REQUIREMENT 1:
Answer these questions about the Alwyne Wheeler biography:
(a) On what date did Wheeler start as an assistant in the Fish Section?
(b) In what year was The fishes of the British Isles and north-west Europe published?
(c) What society did Wheeler join at the age of 13?
REQUIREMENT 2:
Write out the Alwyne Wheeler biography word for word from "He was also" to "British Isles (FSBI).".

╭─ SELECTED EXTRACT

- Born: 5 October 1929 Woodford Green
- Died: 19 June 2005 (aged 75)
- Citizenship: British
- Scientific career
- Fields: Zoologist, Ichthyologist
- Workplaces: Natural History Museum
- Author abbrev. (zoology): Wheeler

= Alwyne Cooper Wheeler =

British ichthyologist (1929–2005)

Alwyne (Wyn) Wheeler (5 October 1929 - 19 June 2005) was a British ichthyologist who was a curator at the Natural History Museum in London. He was educated at St Egbert's College, Chingford, and Chingford County High School to Higher School Certificate level, and was unusual in that his subsequent scientific career was achieved despite his never having obtained a university degree.

He joined the London Natural History Society at the age of 13 and served his National Service as a radiographer and medical photographer in the Royal Army Medical Corps in both the United Kingdom and Jamaica, where he joined the Natural History Society of Jamaica. On leaving the army he applied to the Natural History Museum for a post as an Assistant in the Department of Zoology, starting on 1 June 1950 as an assistant in the Fish Section. Wheeler spent his whole career in the Natural History Museum, retiring in 1989.

== Specialist for European fish ==
Wheeler specialized in two main fields, or that of the taxonomy of European fish, and of the studies of historical collections of taxonomic importance. He produced over a hundred different scientific publications and his most important work was The fishes of the British Isles and north-west Europe which was published in 1969 and became the standard, modern British ichthyology text. Other important publications included Fishes of the World (1975), Key to the Fishes of Northern Europe (1978), and The World Encyclopedia of Fishes (1985).

He was also a central figure in the monitoring of the clean up of the River Thames and the return of life to the river, and the findings were documented in The Tidal Thames; The History of a River and its Fishes (1979). Wyn Wheeler was a founding member of the Fisheries Society of the British Isles (FSBI).

As well as scientific publications Wheeler wrote columns in the more popular angling press giving biological information to anglers. He also adjudicated many rod caught records and in 1997 he announced that many of the largest specimens of Crucian carp Carassius carassius were invalid as they referred to wild goldfish Carassius auratus.

=== Archaeological identification ===
Wheeler's other expertise was developed in the identification of fish bone from archaeological sites, co-authoring a manual in 1989 on the identification of fish remains in archaeological sites.

╰─
╭─ DATA EXTRACTS

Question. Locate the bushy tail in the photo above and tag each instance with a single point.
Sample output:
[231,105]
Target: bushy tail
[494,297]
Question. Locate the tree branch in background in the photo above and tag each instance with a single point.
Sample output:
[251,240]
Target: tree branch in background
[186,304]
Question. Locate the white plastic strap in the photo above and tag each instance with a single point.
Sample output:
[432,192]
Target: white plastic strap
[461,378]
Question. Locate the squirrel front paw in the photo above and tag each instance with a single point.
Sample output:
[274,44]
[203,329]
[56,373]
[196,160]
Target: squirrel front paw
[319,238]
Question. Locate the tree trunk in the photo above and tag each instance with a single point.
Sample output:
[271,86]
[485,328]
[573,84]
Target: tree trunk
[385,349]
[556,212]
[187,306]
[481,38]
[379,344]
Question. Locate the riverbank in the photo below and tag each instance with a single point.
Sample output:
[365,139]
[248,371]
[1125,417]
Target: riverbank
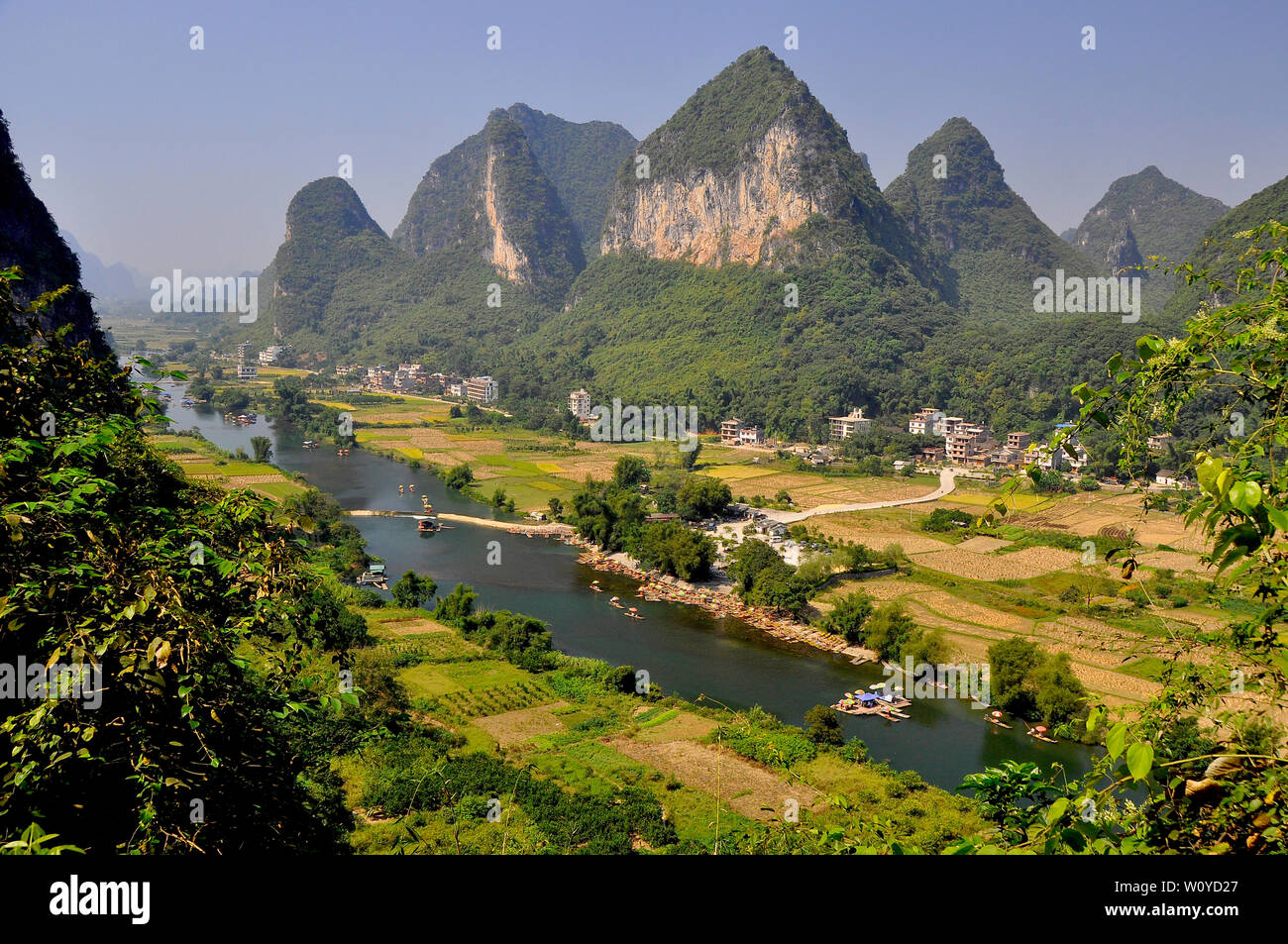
[716,599]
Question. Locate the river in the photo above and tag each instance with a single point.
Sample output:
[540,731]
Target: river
[686,649]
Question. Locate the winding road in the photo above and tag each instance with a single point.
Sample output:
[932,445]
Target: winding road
[947,483]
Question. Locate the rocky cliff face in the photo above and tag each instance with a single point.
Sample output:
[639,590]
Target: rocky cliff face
[30,240]
[739,168]
[1164,218]
[711,219]
[489,194]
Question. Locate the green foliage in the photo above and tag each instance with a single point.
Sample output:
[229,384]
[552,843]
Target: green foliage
[411,590]
[848,617]
[673,549]
[201,655]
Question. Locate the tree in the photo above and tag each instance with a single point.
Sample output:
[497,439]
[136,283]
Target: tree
[1060,695]
[889,630]
[780,588]
[688,458]
[263,447]
[412,590]
[700,497]
[1012,666]
[630,472]
[848,616]
[459,476]
[194,656]
[823,728]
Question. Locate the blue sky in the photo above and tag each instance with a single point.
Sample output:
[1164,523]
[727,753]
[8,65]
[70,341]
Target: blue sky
[168,157]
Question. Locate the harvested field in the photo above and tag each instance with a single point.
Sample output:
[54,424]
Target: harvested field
[514,726]
[1021,565]
[745,787]
[982,544]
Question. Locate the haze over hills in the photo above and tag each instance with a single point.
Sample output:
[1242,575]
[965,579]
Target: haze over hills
[116,281]
[988,237]
[30,240]
[527,193]
[1270,204]
[1144,215]
[750,264]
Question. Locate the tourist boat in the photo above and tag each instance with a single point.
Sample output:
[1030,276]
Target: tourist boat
[996,717]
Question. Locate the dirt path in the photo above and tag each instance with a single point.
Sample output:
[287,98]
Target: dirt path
[947,483]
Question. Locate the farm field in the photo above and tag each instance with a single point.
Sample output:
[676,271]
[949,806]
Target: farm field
[599,741]
[205,463]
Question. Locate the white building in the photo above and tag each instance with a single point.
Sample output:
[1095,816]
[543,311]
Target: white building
[927,421]
[850,424]
[482,389]
[579,404]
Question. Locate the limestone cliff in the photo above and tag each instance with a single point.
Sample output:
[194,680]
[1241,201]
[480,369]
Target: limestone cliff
[739,168]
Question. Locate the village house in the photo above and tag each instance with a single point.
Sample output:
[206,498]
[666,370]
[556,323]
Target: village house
[482,389]
[579,403]
[927,421]
[850,424]
[960,439]
[1168,478]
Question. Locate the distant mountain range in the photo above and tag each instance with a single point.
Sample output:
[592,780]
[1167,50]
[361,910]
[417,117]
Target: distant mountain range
[107,282]
[739,258]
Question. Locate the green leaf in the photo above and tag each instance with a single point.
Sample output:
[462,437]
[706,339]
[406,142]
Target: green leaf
[1140,760]
[1116,739]
[1056,810]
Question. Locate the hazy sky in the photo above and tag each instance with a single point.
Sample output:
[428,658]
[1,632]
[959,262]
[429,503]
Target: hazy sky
[170,157]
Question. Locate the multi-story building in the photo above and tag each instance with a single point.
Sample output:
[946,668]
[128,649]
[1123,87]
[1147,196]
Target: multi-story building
[927,421]
[960,441]
[850,424]
[482,389]
[579,403]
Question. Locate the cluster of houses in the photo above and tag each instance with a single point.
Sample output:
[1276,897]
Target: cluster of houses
[734,432]
[408,377]
[971,446]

╰─

ANSWER SECTION 1:
(a) 1 June 1950
(b) 1969
(c) The London Natural History Society

ANSWER SECTION 2:
He was also a central figure in the monitoring of the clean up of the River Thames and the return of life to the river, and the findings were documented in The Tidal Thames; The History of a River and its Fishes (1979). Wyn Wheeler was a founding member of the Fisheries Society of the British Isles (FSBI).